-- Start RECORDS SUPPLIED --
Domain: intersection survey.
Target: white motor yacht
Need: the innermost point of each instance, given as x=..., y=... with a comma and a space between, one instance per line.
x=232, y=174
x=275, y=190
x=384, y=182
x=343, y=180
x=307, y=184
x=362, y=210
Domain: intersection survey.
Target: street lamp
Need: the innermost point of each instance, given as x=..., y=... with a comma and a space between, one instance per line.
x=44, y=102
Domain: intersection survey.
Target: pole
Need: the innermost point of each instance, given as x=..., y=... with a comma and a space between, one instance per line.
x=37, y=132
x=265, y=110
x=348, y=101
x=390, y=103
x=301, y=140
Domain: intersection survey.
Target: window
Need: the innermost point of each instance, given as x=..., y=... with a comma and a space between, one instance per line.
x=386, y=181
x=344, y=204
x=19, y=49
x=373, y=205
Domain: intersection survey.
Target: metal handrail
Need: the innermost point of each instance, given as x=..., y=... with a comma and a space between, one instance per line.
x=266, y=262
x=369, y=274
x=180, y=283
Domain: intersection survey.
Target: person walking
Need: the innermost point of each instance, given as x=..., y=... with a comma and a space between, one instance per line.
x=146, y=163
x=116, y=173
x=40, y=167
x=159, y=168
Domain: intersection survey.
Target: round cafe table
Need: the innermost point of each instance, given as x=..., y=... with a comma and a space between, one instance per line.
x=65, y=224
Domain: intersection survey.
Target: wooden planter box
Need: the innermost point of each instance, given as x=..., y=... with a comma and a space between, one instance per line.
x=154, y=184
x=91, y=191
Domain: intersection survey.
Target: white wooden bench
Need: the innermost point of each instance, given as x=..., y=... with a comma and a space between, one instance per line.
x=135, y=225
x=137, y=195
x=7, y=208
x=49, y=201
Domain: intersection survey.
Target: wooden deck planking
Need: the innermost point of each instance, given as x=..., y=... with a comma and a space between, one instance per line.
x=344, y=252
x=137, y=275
-- End RECORDS SUPPLIED --
*WHAT TO WORK ON*:
Write out again every line from the start of the rows through the line containing "x=307, y=184", inclusive, keeping the requests as they are and adding 71 to each x and y coordinate in the answers.

*SOLUTION TO THIS TASK*:
Domain: intersection survey.
Target: white motor yacht
Need: the innermost point of each instance, given as x=..., y=... with a comma and a space between, one instance per line.
x=303, y=245
x=346, y=261
x=455, y=253
x=414, y=251
x=378, y=255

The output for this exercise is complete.